* **Task prompt**
Copy the lines below verbatim, but only from the line containing "nightstand drawer, the" through the end of the data.
----
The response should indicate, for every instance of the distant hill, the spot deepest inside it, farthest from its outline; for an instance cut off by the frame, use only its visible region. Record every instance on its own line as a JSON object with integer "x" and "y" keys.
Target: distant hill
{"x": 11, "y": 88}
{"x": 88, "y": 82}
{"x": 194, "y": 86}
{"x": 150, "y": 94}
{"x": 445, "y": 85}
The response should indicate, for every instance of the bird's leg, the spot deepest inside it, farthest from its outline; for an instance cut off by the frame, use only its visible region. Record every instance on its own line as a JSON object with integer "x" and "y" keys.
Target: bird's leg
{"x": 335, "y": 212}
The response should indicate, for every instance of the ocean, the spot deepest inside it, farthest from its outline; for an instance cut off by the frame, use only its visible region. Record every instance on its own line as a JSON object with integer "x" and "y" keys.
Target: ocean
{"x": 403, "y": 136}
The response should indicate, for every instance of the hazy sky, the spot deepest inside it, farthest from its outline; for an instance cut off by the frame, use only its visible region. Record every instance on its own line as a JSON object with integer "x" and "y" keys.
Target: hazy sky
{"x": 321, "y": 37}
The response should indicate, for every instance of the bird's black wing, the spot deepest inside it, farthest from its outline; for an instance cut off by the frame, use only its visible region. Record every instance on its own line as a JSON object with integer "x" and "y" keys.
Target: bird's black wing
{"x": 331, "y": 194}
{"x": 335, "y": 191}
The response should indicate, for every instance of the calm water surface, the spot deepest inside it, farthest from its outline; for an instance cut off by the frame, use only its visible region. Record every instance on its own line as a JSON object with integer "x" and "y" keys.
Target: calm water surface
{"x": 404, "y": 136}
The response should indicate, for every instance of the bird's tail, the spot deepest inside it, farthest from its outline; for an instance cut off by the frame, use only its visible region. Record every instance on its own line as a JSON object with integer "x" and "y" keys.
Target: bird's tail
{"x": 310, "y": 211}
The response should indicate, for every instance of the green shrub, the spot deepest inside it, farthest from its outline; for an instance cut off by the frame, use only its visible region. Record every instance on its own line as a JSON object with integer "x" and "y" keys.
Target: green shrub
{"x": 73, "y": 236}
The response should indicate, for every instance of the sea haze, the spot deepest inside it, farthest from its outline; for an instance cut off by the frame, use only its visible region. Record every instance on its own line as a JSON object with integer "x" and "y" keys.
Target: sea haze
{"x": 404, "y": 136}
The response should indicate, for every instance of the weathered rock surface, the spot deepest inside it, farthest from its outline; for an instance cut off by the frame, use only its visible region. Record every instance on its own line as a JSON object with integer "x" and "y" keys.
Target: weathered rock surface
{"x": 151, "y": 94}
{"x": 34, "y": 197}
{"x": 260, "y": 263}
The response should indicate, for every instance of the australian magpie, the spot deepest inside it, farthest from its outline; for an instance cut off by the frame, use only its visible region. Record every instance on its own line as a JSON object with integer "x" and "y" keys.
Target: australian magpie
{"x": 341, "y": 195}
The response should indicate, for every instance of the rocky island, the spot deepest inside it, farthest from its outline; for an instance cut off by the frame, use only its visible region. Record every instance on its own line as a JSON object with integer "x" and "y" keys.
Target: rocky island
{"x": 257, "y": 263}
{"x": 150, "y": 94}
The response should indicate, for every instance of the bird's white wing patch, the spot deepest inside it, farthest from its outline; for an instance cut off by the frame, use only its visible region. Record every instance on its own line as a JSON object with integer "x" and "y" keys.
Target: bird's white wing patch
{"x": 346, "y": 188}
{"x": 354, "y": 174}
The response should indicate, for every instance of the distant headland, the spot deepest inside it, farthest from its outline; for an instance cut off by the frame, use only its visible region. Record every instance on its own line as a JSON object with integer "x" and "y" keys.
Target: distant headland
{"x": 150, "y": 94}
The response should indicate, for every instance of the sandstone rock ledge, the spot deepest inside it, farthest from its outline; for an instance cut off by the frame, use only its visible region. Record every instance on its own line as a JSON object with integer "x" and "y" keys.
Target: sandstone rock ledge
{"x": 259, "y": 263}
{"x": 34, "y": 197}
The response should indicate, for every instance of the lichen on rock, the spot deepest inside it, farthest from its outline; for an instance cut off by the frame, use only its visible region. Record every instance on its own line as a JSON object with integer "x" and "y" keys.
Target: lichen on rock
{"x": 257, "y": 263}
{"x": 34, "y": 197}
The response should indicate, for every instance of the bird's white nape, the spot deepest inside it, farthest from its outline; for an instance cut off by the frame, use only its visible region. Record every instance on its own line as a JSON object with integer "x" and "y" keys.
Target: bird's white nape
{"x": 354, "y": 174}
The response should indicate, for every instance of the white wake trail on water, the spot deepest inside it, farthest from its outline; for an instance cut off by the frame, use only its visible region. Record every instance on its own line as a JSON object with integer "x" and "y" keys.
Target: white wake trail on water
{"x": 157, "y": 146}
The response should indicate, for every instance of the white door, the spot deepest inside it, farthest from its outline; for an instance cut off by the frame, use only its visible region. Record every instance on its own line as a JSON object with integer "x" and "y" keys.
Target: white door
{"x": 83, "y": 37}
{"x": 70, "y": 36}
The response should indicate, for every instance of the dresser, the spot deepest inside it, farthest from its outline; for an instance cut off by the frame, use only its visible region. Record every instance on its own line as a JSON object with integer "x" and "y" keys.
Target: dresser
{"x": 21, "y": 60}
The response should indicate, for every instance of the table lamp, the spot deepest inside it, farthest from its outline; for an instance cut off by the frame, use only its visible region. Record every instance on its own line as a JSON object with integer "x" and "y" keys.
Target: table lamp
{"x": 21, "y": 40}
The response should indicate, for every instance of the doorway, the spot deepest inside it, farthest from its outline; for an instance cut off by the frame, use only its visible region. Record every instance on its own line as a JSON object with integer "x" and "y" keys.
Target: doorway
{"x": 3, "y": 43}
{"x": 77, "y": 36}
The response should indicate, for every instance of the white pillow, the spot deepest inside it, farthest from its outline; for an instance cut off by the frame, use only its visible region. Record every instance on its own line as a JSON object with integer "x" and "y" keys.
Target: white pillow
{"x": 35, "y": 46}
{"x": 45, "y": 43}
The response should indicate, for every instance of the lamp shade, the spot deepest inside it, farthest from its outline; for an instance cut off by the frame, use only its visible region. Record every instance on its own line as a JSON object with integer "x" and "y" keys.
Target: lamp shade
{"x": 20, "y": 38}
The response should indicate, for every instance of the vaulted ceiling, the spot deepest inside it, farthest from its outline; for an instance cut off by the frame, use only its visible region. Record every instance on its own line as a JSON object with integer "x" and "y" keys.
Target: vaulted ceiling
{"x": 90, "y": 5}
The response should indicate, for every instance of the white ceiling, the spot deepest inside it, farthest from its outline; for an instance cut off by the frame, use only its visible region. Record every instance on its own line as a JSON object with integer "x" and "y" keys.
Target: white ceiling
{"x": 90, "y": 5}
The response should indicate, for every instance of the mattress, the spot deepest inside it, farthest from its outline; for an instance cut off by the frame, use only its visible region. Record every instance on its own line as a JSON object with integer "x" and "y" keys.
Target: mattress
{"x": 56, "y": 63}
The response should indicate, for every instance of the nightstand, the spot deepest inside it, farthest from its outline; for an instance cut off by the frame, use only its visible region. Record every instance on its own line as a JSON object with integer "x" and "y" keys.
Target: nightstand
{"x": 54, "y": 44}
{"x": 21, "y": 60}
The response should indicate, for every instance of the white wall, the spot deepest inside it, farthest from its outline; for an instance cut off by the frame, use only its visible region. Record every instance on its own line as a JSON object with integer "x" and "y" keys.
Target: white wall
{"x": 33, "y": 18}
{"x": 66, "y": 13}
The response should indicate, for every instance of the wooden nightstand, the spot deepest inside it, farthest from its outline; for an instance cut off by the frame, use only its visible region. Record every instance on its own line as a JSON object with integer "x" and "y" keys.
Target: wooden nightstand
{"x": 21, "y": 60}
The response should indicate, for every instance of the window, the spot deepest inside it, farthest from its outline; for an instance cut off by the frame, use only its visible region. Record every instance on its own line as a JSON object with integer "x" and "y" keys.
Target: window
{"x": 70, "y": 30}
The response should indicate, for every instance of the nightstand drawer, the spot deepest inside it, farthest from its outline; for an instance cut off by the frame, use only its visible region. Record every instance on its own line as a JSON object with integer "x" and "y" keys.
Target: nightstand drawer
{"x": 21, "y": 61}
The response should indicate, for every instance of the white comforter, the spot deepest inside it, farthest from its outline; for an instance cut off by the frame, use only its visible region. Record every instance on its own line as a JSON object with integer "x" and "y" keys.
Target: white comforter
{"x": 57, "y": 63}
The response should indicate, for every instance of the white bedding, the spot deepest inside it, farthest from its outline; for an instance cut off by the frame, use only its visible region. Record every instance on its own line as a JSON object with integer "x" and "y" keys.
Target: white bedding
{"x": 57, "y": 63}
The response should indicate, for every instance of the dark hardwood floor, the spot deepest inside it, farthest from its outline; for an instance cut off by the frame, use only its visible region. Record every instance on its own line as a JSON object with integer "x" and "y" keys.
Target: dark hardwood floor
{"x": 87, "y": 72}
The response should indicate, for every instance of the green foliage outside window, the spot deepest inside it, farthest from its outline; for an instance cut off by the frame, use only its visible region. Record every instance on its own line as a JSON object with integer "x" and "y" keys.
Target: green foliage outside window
----
* **Reply to the task**
The response should indicate, for every instance of the nightstand drawer, the spot deepest inside it, farthest from its outline; for an instance cut off by the frame, use only its visible region. Record every instance on its own line as a JSON object with integer "x" and "y" keys.
Target: nightstand drawer
{"x": 21, "y": 61}
The response should indicate, for every instance of the white comforter, the spot deepest inside it, farthest from its outline; for an instance cut off by the frame, use only its visible region. Record every instance on its own line as a JSON object with integer "x" and "y" keys.
Target: white comforter
{"x": 57, "y": 63}
The response should indicate, for every instance of the white bedding, the spot deepest inside it, farthest from its outline; for an instance cut off by the frame, use only its visible region. Record every instance on its own line as a JSON object with integer "x" and "y" keys.
Target: white bedding
{"x": 57, "y": 63}
The response should indicate, for every instance of the dark hardwood floor, the spot deepest inside it, farthest from its outline; for an instance cut off by the frame, use only its visible region. Record every instance on its own line as a JSON object with integer "x" and "y" keys.
Target: dark hardwood floor
{"x": 87, "y": 72}
The response should indicate, for every instance of the green foliage outside window, the spot deepest inside it, farthest from its outline; for an instance cut off by the frame, use only its visible region. Record every instance on its own line as a JSON object with integer "x" and "y" keys.
Target: green foliage outside window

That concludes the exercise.